EXERCISE: Repeat the entire listing exactly.

INFORMATION GIVEN:

+--

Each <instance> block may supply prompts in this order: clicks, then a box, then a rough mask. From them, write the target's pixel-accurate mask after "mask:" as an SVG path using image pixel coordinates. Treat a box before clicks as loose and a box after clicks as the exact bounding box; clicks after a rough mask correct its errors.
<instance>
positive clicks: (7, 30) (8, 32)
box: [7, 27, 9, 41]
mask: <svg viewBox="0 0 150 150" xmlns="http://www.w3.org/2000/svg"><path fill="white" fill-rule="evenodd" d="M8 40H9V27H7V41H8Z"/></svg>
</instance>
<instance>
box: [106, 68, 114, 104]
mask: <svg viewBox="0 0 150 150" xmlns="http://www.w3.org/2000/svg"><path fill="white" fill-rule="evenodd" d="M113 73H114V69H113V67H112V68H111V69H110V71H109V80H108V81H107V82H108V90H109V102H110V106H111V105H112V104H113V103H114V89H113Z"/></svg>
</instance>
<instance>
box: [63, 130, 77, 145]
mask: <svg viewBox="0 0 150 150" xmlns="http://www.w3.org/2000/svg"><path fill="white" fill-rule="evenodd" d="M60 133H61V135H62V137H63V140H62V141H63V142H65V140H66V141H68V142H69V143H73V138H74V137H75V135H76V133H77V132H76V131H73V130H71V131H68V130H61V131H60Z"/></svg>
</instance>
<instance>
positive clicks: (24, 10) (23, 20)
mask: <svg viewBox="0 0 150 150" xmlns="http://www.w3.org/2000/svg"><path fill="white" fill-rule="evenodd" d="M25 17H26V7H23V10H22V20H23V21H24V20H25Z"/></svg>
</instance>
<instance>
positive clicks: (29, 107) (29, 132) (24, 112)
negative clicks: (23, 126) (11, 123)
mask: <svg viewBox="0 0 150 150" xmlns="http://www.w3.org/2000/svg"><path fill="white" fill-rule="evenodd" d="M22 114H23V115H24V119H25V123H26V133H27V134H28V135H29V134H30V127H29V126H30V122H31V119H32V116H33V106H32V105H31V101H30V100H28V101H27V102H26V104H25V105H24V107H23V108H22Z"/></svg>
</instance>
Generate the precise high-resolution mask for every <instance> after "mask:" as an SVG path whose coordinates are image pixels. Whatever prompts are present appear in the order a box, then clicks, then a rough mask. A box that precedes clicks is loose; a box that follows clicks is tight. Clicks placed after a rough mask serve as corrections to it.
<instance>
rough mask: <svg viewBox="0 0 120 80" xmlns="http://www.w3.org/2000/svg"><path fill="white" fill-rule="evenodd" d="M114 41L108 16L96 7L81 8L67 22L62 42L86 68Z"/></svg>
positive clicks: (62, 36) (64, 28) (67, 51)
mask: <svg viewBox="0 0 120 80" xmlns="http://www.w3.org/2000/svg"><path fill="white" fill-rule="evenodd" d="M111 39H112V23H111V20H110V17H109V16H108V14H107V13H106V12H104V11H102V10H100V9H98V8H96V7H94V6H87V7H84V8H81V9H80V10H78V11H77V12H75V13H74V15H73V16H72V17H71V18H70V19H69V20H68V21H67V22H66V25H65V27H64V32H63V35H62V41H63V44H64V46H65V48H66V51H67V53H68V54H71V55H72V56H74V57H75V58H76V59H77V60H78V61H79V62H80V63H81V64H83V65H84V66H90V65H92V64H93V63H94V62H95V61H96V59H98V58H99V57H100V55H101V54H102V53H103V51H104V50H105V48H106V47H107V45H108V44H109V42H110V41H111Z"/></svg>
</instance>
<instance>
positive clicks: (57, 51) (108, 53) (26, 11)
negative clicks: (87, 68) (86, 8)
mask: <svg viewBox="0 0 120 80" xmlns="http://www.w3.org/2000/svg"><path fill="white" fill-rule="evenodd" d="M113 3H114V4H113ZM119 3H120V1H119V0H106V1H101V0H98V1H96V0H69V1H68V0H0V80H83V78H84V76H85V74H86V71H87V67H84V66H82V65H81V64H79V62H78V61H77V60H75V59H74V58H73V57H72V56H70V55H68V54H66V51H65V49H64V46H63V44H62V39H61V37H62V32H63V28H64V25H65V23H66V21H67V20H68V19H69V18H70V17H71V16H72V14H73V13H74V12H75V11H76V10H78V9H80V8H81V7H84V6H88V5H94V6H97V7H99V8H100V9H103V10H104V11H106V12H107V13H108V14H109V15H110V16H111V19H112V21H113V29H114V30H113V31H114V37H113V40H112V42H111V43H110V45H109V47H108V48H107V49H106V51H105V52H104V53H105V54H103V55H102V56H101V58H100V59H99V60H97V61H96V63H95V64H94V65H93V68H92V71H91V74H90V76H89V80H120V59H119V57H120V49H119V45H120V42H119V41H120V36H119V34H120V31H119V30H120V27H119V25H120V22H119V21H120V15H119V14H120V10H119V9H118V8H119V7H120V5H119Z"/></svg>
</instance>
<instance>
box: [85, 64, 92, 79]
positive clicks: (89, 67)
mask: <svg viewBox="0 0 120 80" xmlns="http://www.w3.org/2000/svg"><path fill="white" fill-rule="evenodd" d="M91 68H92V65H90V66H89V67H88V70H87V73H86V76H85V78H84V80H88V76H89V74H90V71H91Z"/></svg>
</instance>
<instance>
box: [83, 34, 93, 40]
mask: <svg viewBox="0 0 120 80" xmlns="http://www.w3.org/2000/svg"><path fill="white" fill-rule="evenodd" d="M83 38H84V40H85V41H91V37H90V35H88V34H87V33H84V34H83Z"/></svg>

+--

REPLY:
Each <instance> block may supply prompts in this order: clicks, then a box, then a rough mask. From them, write the target's pixel-accurate mask after "mask:" as an SVG path using image pixel coordinates. Treat a box before clicks as loose and a box after clicks as the exact bounding box; clicks after a rough mask correct its errors.
<instance>
positive clicks: (7, 30) (8, 32)
box: [7, 27, 9, 41]
mask: <svg viewBox="0 0 150 150" xmlns="http://www.w3.org/2000/svg"><path fill="white" fill-rule="evenodd" d="M8 40H9V27H7V41H8Z"/></svg>
</instance>
<instance>
box: [106, 68, 114, 104]
mask: <svg viewBox="0 0 150 150" xmlns="http://www.w3.org/2000/svg"><path fill="white" fill-rule="evenodd" d="M113 73H114V69H113V67H112V68H111V69H110V71H109V80H108V81H107V82H108V90H109V102H110V106H111V105H112V104H113V103H114V89H113Z"/></svg>
</instance>
<instance>
box: [63, 130, 77, 145]
mask: <svg viewBox="0 0 150 150" xmlns="http://www.w3.org/2000/svg"><path fill="white" fill-rule="evenodd" d="M60 133H61V135H62V137H63V140H62V141H63V142H65V140H66V141H68V142H69V143H73V138H74V137H75V135H76V133H77V132H76V131H73V130H71V131H68V130H61V131H60Z"/></svg>
</instance>
<instance>
positive clicks: (24, 10) (23, 20)
mask: <svg viewBox="0 0 150 150" xmlns="http://www.w3.org/2000/svg"><path fill="white" fill-rule="evenodd" d="M25 17H26V7H23V10H22V20H23V21H24V20H25Z"/></svg>
</instance>
<instance>
positive clicks: (29, 107) (29, 132) (24, 112)
negative clicks: (23, 126) (11, 123)
mask: <svg viewBox="0 0 150 150" xmlns="http://www.w3.org/2000/svg"><path fill="white" fill-rule="evenodd" d="M22 114H23V115H24V119H25V123H26V133H27V134H28V135H29V134H30V127H29V126H30V122H31V119H32V116H33V106H32V105H31V101H30V100H28V101H27V102H26V104H25V105H24V107H23V108H22Z"/></svg>
</instance>
Generate the precise high-resolution mask for every <instance> after "mask:" as an SVG path whose coordinates are image pixels. Whatever prompts are present appear in the order a box, then clicks, then a rough mask. A box that precedes clicks is loose; a box that follows clicks is tight. Clicks placed after a rough mask serve as corrections to it.
<instance>
rough mask: <svg viewBox="0 0 120 80" xmlns="http://www.w3.org/2000/svg"><path fill="white" fill-rule="evenodd" d="M114 41L108 16L96 7L81 8L67 22L62 42L86 68Z"/></svg>
positive clicks: (62, 36) (64, 28) (67, 51)
mask: <svg viewBox="0 0 120 80" xmlns="http://www.w3.org/2000/svg"><path fill="white" fill-rule="evenodd" d="M111 39H112V23H111V20H110V17H109V16H108V14H107V13H106V12H104V11H102V10H100V9H98V8H96V7H94V6H87V7H84V8H81V9H80V10H78V11H77V12H75V13H74V15H73V16H72V17H71V18H70V19H69V20H68V21H67V22H66V25H65V27H64V32H63V35H62V41H63V44H64V46H65V48H66V51H67V53H68V54H71V55H72V56H74V57H75V58H76V59H77V60H78V61H79V62H80V63H81V64H83V65H84V66H90V65H92V64H93V63H94V62H95V61H96V59H98V58H99V57H100V55H101V54H102V53H103V51H104V50H105V48H106V47H107V45H108V44H109V42H110V41H111Z"/></svg>
</instance>
<instance>
positive clicks: (57, 51) (108, 53) (26, 11)
negative clicks: (87, 68) (86, 8)
mask: <svg viewBox="0 0 120 80" xmlns="http://www.w3.org/2000/svg"><path fill="white" fill-rule="evenodd" d="M113 3H114V4H113ZM119 3H120V1H119V0H106V1H101V0H98V1H96V0H69V1H68V0H0V80H83V78H84V76H85V74H86V71H87V67H84V66H82V65H81V64H79V62H78V61H77V60H75V59H74V58H73V57H72V56H70V55H68V54H66V51H65V49H64V46H63V44H62V39H61V37H62V32H63V28H64V25H65V23H66V21H67V20H68V19H69V18H70V17H71V16H72V14H73V13H74V12H75V11H76V10H78V9H80V8H81V7H84V6H88V5H94V6H97V7H99V8H100V9H103V10H104V11H106V12H107V13H108V14H109V15H110V16H111V19H112V21H113V29H114V30H113V31H114V37H113V40H112V42H111V43H110V45H109V47H108V48H107V49H106V51H105V52H104V53H105V54H103V55H102V56H101V58H100V59H99V60H97V61H96V63H95V64H94V65H93V68H92V71H91V74H90V76H89V80H120V59H119V57H120V49H119V45H120V42H119V41H120V36H119V34H120V31H119V30H120V27H119V25H120V22H119V21H120V15H119V14H120V10H119V9H118V8H119V7H120V5H119Z"/></svg>
</instance>
<instance>
box: [85, 64, 92, 79]
positive clicks: (89, 67)
mask: <svg viewBox="0 0 120 80" xmlns="http://www.w3.org/2000/svg"><path fill="white" fill-rule="evenodd" d="M91 68H92V65H90V66H89V67H88V70H87V73H86V76H85V78H84V80H88V76H89V74H90V71H91Z"/></svg>
</instance>
<instance>
box: [83, 34, 93, 40]
mask: <svg viewBox="0 0 120 80" xmlns="http://www.w3.org/2000/svg"><path fill="white" fill-rule="evenodd" d="M83 38H84V40H85V41H91V37H90V35H88V34H87V33H84V34H83Z"/></svg>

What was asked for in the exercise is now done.